◆ Aim of the task:
Copy all data exactly. Skip pictures.

◆ Excerpted data:
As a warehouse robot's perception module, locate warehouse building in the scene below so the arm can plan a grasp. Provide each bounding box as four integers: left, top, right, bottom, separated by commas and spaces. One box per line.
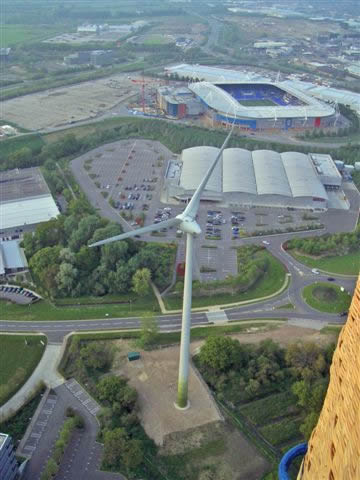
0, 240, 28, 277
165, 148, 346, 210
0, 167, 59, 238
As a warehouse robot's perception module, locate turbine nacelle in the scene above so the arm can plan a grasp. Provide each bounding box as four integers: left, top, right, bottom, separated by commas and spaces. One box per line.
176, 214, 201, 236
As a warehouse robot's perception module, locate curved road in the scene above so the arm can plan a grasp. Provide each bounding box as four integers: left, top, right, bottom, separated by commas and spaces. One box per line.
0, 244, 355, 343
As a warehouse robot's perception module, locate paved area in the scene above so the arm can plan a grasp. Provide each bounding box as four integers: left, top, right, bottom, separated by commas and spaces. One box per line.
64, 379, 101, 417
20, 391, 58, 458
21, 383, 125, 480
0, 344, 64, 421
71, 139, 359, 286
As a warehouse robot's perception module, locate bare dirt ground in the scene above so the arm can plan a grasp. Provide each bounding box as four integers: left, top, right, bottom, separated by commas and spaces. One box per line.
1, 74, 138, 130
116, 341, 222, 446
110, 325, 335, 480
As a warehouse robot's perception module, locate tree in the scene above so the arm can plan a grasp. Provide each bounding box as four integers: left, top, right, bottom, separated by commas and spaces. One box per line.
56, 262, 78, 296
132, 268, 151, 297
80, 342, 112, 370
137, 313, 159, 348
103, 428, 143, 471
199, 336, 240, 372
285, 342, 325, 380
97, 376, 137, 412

◆ Answer to this exercise:
As a warehouse robot's perception module, locate warehouse building in the scene below so the arm can plan a grasp. Provide each bounding box as four integers: left, top, right, bottom, separated by commas and spaces. One box per line.
0, 240, 28, 277
165, 148, 346, 210
0, 167, 59, 238
As a warehouse robot's perception module, locate turbine nacelle in the scene above so the arm can plan a grasp. Provide each bounding box as four integers: left, top, right, bottom, separated by commas and spaces. One box per line.
176, 214, 201, 236
As a warehouse robot's perception module, locate curved road in the scene above so the arm can plan a grasp. Provide each bounding box as four integers: left, top, right, bottom, separated by commas and spaces. One box per line.
0, 244, 355, 343
As a warehouse robot's perception module, locate paved area in the scene above so the arm can plan a grasp. Provide each bounding box as four integers: left, top, right, bottom, separated by commas and spaces. One box per line.
64, 379, 101, 417
20, 391, 58, 458
21, 383, 125, 480
0, 344, 64, 421
71, 139, 359, 286
As a warehouse robot's perception module, locate bare dirt ground in the scene above so the arm can plan a grasp. Provide each bounding box as four integers: left, top, right, bottom, separated by commas and spaces. One box per line.
1, 74, 138, 130
116, 341, 222, 446
110, 325, 335, 480
As a warehouse robot's perception module, locate tree in the scene above so the arm can plan a grasp. Provide each bounding box as four integers: left, top, right, bottom, separated by commas and spaces. One box per line.
56, 262, 78, 296
132, 268, 151, 297
80, 342, 112, 370
137, 313, 159, 348
103, 428, 143, 471
199, 336, 240, 372
285, 342, 325, 380
97, 376, 137, 412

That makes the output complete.